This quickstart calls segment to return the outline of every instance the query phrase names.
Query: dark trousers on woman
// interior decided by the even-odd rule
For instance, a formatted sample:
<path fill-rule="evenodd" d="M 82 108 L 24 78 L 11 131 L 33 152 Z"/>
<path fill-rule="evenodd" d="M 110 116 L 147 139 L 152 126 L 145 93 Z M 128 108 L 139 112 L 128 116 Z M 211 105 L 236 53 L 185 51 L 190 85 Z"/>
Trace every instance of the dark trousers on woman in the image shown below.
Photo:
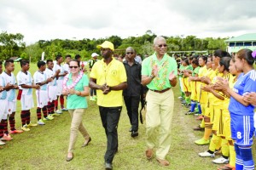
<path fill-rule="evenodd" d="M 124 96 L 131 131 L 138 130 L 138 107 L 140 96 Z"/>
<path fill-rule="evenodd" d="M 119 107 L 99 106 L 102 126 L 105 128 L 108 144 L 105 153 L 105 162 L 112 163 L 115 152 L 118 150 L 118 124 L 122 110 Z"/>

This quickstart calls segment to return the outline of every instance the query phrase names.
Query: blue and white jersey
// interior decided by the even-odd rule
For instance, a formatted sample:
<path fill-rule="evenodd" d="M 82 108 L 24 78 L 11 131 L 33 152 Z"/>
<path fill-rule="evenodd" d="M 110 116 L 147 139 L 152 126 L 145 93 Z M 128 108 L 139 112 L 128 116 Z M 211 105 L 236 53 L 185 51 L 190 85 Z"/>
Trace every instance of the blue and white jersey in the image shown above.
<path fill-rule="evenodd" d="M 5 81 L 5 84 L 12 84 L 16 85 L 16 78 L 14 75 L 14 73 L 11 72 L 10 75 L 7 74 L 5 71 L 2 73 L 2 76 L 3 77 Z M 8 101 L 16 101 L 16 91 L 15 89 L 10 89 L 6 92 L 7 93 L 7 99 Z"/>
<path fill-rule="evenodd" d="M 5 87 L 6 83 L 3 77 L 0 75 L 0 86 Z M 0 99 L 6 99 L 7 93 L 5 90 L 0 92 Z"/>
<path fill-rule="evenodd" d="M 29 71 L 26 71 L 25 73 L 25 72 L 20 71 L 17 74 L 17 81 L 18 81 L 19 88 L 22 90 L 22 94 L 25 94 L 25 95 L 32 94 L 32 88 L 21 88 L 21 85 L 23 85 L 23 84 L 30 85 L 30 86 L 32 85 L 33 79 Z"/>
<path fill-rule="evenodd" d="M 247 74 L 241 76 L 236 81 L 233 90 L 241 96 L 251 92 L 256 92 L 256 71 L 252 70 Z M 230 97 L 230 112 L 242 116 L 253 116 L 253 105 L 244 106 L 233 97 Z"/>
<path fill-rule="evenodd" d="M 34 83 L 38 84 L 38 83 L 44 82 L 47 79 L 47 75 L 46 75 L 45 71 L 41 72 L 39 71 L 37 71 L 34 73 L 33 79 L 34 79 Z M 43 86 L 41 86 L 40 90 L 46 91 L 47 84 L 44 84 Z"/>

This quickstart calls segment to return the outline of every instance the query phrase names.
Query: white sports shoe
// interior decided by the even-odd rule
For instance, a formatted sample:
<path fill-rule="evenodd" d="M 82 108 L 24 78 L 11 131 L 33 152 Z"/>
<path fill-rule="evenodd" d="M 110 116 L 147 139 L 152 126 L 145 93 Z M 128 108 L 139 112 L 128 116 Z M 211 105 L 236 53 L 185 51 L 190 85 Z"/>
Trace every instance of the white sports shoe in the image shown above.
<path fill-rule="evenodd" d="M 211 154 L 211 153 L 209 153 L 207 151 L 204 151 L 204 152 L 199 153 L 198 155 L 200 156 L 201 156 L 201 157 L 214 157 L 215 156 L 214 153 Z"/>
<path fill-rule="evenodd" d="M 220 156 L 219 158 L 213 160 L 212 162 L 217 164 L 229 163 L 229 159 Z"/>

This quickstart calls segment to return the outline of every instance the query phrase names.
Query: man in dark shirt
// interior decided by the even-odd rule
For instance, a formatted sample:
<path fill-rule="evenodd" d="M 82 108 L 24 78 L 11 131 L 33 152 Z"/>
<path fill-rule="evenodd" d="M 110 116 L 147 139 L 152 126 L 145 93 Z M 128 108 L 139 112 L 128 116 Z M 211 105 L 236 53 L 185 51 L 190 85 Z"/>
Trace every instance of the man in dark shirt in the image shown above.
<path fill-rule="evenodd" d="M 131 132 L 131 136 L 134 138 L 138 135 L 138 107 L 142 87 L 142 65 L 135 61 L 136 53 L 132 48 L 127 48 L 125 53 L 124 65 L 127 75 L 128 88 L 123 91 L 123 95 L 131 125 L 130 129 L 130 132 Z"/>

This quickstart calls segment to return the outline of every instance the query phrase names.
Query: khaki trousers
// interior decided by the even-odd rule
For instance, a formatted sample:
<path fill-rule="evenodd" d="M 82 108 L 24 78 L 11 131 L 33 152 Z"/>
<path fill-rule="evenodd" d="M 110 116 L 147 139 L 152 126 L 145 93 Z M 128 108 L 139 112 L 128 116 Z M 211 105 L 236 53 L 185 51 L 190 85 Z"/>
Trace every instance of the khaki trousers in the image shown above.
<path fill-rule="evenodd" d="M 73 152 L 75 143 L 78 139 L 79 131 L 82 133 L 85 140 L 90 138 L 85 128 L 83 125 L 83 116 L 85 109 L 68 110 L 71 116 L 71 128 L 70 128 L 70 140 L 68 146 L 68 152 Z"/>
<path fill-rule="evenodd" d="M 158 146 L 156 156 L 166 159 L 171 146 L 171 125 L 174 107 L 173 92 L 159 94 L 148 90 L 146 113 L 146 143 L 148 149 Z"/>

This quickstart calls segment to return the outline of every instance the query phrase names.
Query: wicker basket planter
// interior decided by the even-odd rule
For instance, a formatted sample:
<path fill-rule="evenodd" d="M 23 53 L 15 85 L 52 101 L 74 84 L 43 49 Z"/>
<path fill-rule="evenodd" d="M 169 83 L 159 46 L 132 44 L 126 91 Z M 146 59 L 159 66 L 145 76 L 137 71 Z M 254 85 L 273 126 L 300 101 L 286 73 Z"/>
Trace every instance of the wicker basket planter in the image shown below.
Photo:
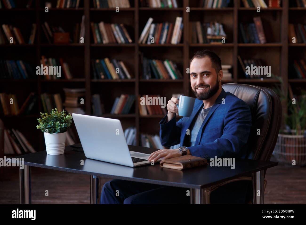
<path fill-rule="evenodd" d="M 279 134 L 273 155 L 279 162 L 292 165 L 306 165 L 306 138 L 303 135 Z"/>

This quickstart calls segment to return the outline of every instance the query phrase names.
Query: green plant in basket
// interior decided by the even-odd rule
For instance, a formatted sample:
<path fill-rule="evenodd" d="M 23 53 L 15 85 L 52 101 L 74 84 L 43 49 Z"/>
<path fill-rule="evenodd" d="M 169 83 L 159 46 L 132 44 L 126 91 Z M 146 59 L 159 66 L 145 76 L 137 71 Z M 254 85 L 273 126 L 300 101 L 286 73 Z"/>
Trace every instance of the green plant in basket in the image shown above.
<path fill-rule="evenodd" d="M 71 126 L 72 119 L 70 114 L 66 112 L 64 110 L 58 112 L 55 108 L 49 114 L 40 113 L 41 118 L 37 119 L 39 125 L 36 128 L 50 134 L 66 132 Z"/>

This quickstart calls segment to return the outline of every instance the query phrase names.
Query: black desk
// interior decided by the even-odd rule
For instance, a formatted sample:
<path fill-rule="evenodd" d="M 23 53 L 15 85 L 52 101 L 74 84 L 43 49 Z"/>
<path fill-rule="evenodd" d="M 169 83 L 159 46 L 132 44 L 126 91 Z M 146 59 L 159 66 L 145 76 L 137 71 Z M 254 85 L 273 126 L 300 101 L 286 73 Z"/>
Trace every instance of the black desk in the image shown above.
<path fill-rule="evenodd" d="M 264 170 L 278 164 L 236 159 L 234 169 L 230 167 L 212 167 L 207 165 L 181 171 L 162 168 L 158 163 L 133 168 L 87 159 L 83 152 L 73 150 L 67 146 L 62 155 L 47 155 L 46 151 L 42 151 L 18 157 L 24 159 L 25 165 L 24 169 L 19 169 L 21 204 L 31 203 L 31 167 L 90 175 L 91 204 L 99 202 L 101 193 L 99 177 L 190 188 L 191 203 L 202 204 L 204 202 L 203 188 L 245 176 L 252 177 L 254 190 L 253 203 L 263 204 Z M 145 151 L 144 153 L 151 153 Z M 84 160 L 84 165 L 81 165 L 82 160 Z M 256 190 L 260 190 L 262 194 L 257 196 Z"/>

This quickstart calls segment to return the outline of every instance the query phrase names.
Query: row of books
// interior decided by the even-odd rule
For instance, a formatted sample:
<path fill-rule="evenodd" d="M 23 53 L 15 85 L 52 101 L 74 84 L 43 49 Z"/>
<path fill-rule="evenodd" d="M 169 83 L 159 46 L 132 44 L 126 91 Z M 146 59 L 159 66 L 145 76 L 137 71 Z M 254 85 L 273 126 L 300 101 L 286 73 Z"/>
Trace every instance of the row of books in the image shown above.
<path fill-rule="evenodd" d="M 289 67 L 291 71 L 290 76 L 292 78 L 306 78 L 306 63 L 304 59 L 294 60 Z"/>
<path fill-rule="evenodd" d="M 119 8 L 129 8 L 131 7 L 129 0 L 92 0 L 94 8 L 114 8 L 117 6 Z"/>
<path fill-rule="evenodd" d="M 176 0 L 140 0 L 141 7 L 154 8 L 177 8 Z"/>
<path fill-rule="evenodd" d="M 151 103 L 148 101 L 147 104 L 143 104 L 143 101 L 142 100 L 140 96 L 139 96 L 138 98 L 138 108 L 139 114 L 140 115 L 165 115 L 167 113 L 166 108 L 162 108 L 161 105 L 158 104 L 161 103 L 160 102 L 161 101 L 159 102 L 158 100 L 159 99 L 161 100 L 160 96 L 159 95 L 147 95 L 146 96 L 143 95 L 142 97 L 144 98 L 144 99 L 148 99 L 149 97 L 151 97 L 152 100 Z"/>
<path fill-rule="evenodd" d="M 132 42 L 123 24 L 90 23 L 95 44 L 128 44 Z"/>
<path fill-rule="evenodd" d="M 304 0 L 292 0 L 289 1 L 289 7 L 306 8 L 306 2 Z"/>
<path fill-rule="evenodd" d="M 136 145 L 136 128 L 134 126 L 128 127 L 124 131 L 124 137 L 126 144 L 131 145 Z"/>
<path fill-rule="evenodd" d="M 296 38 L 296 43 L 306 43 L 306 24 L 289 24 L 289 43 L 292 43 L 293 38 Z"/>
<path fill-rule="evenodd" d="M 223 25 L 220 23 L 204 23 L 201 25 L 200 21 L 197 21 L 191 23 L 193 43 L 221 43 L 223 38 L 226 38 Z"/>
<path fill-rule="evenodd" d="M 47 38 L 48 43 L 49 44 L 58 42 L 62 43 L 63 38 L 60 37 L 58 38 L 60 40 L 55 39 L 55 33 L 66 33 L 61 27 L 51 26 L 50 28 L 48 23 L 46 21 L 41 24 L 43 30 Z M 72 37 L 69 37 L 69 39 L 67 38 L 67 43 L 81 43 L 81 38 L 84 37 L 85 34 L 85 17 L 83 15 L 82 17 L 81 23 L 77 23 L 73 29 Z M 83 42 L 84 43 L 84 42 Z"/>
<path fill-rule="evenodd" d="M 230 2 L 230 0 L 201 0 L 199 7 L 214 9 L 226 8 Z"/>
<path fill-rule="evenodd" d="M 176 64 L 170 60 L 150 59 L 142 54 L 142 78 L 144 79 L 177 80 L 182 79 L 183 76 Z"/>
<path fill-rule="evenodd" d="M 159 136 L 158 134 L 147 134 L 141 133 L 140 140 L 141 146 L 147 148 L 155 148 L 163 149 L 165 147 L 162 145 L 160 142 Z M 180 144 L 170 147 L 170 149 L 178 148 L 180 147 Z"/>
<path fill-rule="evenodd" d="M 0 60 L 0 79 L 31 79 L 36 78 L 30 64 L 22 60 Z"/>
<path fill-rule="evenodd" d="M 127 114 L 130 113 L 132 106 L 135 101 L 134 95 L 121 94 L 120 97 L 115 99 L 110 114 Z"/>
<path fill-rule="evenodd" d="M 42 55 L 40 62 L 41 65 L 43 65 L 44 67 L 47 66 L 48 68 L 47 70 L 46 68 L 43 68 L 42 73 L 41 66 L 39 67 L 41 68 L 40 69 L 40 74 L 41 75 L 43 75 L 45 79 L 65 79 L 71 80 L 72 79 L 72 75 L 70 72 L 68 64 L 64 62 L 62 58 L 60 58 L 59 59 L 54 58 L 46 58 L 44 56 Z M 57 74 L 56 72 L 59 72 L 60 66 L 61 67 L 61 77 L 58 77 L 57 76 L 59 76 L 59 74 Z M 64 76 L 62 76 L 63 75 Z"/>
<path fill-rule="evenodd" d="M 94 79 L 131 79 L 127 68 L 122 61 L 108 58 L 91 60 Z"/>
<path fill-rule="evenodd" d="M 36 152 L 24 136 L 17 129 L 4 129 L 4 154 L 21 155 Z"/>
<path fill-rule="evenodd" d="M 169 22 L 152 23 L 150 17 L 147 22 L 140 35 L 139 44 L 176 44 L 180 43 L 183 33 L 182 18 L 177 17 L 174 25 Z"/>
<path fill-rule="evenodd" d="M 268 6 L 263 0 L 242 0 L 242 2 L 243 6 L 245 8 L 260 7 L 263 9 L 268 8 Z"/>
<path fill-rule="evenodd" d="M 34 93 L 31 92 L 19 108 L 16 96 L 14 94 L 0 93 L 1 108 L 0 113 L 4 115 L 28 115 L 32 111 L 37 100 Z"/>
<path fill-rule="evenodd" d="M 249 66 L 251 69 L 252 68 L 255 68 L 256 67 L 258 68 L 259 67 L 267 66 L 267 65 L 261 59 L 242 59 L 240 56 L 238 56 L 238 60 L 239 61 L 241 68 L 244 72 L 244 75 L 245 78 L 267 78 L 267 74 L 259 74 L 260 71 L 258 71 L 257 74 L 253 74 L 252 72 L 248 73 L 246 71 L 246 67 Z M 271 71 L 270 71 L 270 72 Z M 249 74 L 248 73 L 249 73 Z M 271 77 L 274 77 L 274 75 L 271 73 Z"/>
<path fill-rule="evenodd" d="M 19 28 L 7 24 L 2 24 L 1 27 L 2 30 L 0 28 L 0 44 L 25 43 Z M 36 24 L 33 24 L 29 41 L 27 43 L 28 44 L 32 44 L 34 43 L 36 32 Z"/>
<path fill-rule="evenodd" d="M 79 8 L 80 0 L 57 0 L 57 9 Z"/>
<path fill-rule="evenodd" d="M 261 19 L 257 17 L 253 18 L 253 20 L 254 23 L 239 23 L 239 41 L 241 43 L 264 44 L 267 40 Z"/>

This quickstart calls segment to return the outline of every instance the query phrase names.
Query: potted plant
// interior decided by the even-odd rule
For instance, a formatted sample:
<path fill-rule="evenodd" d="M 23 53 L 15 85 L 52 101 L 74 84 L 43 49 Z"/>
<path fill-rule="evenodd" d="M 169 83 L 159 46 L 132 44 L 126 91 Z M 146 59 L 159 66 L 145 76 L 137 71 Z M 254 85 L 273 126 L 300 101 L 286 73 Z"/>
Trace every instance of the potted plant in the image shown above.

========

▸ GOAL OF THE EXERCISE
Write out the listing again from its first line through the line that contains "124 96 L 131". Add -145 to every coordinate in the answer outlines, keep every other line and number unchanged (including the sample outlines), and leave out the pictures.

▸ SOLUTION TO THIS TASK
This quickstart calls segment to return the outline of every instance the query phrase names.
Query: dark trousers on woman
// interior decided by the even-odd rule
For instance, a formatted sample:
<path fill-rule="evenodd" d="M 82 108 L 24 78 L 11 131 L 33 152 Z"/>
<path fill-rule="evenodd" d="M 110 116 L 147 139 L 152 126 L 145 93 Z M 128 108 L 139 112 L 128 116 Z M 211 105 L 236 53 L 185 51 L 190 85 Z"/>
Trace every instance of the dark trousers on woman in the image shown below.
Photo:
<path fill-rule="evenodd" d="M -21 -49 L -14 -14 L -7 -15 L -7 -38 L -5 -49 Z"/>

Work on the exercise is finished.